PROVIDED TEXT:
☆ ☆ ☆ ☆ ☆
An explanatory variable must be explicable
The turning point for diabetes was when the role of insulin and the pancreas was discovered in the early 1900s. Armed with the new knowledge of the importance of insulin regulation, doctors could now intervene and thereby influence survival. "Good or poor insulin regulation" is more than a mere predictor for death, the way "sweet urine" is. It is an explanatory variable for death, because it holds information about the physiological mechanisms involved in diabetes.
In 1954, the Danish doctor Jørgen Pedersen (1914–78) suggested that diabetic mothers give birth to large babies due to increased transfer of glucose from the pregnant mother to the foetus (1). In 2008, the Pedersen hypothesis was extended to include non-diabetic mothers, when a regression analysis found an almost linear association between the mother's blood glucose level and the child's birth weight (2). Thanks to meticulous research, we now know that the associations between maternal blood glucose levels and pregnancy outcomes like macrosomia and neonatal hypoglycaemia are not merely correlations; they are causal relations.
When chasing causal relations between the mother's blood glucose levels and adverse birth outcomes, we must use all our physiological and clinical expertise, and evaluate which variables to include in the accompanying regression models.
In contrast to the case of a prediction models, we cannot choose freely what variables to include in regression models used for the estimation of mechanistic effects and causal relations. Whereas a predictor may be any quantitative trait, explanatory variables must be part of the presumed causal chain, and we must specify main exposure, confounders, mediators and colliders. Also, unlike in the case of a prediction model, the mathematical equation should be fairly simple. There is little use in an inexplicable explanatory model.
☆ ☆ ☆ ☆ ☆
EXTRACTED DATA:
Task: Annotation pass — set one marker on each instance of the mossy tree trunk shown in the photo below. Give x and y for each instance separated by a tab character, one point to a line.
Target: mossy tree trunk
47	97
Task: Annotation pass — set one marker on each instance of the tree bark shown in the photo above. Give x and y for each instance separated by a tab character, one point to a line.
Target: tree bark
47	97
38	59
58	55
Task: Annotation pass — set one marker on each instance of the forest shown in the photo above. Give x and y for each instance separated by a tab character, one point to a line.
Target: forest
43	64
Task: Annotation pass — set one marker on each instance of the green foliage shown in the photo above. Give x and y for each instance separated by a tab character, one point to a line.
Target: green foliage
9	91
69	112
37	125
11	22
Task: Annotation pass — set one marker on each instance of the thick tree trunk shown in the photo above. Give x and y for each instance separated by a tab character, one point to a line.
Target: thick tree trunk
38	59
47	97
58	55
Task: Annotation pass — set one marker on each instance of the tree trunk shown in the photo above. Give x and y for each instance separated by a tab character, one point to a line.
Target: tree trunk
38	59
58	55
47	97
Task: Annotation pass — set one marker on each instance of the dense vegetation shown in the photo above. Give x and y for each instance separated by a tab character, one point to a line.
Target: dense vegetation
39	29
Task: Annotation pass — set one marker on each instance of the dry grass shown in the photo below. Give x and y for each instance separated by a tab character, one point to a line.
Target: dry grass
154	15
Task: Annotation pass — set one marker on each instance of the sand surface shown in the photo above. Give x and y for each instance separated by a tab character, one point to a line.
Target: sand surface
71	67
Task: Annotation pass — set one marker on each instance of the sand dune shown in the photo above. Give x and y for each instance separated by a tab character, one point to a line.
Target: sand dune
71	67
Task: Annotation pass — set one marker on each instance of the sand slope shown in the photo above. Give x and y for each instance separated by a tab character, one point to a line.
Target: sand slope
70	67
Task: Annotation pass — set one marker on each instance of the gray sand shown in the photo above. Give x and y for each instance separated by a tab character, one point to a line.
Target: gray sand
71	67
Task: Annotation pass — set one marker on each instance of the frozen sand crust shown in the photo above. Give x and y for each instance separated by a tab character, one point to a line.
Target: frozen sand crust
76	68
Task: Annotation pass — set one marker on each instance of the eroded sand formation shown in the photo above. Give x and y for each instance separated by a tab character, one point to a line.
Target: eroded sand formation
☆ ☆ ☆ ☆ ☆
WHAT YOU SHOULD DO:
In the text on explanatory variables, what did the 2008 regression analysis find?

EXPECTED ANSWER:
It found an almost linear association between the mother's blood glucose level and the child's birth weight.